Write the next part of the pull request description on importer performance, starting after its final sentence.

Source extract:
****************************************

Importer perf: phase-level transaction.atomic + scoped SQLite PRAGMAs by ajslater · Pull Request #631 · ajslater/codex

ajslater · 2026-04-28T04:06:18Z

Summary

Implements tasks/importer-perf/05-sqlite-tuning.md from PR #627. Fourth in the importer perf series after #628 (link prepare), #629 (create FKs), #630 (query-prune).

Two independently revertable commits:

`ce82a8d0` — wrap create/link phases in `transaction.atomic`

The scribe daemon previously had no transaction.atomic anywhere — every bulk_create / bulk_update ran in autocommit. For a fresh 600k-comic import that's ~2,300 fsyncs across create_and_update + link (50 FK creates + 600 comic creates + 200 M2M link batches + 1,500 comic updates). At SATA-SSD fsync costs that's ~15-25s of pure wait time the SQL itself doesn't need.

transaction.atomic wraps both phases so all batches commit on one fsync each. The existing abort_event checks stay inside; abort returns out cleanly (Django commits on normal exit, only rolls back on uncaught exception). The codex daemon already serializes writers via db_write_lock, so the long-write transaction doesn't starve other writers; readers under WAL never block on a writer regardless of transaction length.

****************************************

Supplied material:
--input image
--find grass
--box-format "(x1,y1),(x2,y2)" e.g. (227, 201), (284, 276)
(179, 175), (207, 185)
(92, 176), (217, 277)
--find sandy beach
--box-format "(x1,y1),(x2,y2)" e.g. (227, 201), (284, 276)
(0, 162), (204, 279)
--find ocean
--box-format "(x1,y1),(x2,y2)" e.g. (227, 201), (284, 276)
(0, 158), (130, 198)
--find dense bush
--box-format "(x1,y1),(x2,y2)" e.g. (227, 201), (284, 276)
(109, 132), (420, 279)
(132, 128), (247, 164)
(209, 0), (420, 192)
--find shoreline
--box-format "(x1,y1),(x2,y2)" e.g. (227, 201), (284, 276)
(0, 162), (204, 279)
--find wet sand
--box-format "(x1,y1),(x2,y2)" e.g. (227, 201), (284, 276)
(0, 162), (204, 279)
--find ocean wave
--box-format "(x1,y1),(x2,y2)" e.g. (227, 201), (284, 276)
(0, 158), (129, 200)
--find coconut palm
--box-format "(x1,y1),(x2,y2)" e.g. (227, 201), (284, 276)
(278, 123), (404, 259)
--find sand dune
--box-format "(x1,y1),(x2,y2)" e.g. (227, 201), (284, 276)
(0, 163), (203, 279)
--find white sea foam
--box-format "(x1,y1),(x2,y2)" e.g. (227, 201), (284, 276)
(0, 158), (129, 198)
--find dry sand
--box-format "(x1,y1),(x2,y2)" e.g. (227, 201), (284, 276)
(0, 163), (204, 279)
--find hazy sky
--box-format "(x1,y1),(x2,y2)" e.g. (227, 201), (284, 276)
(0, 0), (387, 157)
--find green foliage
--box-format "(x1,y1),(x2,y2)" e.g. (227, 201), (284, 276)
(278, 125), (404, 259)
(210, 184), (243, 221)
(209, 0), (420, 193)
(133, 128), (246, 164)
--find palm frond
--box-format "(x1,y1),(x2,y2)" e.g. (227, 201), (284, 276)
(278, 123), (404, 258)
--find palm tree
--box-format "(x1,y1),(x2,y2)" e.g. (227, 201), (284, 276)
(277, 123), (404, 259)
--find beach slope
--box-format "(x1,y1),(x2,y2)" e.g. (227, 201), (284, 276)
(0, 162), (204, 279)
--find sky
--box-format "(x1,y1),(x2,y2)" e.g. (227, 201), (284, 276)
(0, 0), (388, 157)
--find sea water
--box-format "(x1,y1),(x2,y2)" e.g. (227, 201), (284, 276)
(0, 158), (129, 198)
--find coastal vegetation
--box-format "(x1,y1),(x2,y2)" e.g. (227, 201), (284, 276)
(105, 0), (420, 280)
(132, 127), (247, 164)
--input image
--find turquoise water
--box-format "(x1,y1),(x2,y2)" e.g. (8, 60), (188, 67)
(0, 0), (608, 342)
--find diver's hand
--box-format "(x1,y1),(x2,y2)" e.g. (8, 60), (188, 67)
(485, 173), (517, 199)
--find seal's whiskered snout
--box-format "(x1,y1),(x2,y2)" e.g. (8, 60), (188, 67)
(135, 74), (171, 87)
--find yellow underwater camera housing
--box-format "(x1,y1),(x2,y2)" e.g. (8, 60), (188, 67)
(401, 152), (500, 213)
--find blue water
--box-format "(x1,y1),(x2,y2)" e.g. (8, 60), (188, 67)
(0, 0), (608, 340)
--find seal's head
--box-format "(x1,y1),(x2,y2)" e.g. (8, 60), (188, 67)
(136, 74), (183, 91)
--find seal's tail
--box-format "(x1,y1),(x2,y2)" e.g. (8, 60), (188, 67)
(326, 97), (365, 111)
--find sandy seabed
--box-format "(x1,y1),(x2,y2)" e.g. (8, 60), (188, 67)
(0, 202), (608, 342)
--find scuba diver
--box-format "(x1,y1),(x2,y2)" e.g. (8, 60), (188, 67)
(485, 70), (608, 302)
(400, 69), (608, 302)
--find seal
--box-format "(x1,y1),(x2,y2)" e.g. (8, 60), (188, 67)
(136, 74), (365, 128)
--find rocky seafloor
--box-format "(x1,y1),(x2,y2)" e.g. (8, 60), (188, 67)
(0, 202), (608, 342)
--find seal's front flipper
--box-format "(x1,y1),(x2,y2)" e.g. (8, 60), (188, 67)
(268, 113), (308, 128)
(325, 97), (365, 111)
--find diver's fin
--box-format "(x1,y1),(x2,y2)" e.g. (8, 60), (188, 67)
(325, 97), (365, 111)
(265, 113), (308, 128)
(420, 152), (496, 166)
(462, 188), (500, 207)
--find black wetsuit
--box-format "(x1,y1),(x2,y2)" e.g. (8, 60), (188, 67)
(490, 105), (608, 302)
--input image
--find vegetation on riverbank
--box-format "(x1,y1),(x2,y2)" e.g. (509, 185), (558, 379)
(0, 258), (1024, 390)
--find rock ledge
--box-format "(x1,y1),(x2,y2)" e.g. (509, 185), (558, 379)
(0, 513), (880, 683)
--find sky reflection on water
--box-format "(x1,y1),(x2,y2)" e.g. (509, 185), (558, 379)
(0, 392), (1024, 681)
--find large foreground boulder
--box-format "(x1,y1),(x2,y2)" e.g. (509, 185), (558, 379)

****************************************

Reply to the task:
`d6f6aca0` — importer-scoped PRAGMAs + post-import checkpoint/optimize

New pragmas.py module exposes an importer_pragmas() context manager that wraps the entire apply() run:

Bumps cache_size to IMPORTER_SQLITE_CACHE_KB (default 512 MiB, configurable via importer.sqlite_cache_kb). The 600k-comic working set fits, eliminating page-cache misses across the link-phase prune walk.
Sets wal_autocheckpoint=0 to defer WAL checkpoints during the import. The default 1000-page autocheckpoint fires hundreds of times per large import, stalling the writer each time.
Hooks the connection_created signal so a mid-import reconnect (CONN_MAX_AGE recycle, pool grow) re-applies the override instead of silently inheriting the steady-state values.
On exit: restores the steady-state PRAGMAs, runs PRAGMA wal_checkpoint(TRUNCATE) (otherwise the deferred frames stay resident until a reader transaction crosses them), and runs PRAGMA optimize so the planner sees fresh statistics post-import.

Expected speedup

Order-of-magnitude estimate for a fresh 600k-comic import:

Optimization	Time saved
Phase-level `atomic()` (2,300 fsyncs → 5)	~15-25 s
512 MiB cache (eliminates link-phase page misses)	~30-90 s
`wal_autocheckpoint=0` (no mid-import checkpoint stalls)	~5-15 s
Combined	~1-2 minutes off a 30-min import

Cumulative with the surgical-N+1 wins from #628/#629/#630.

Test plan

make fix clean
make lint-python clean (0 errors, 0 warnings)
pytest tests/importer/ tests/test_search_fts.py — 7 passed
WAL size check: after a 1k-comic test import, Path('codex.sqlite3-wal').stat().st_size < 4 KiB (one frame post-truncate)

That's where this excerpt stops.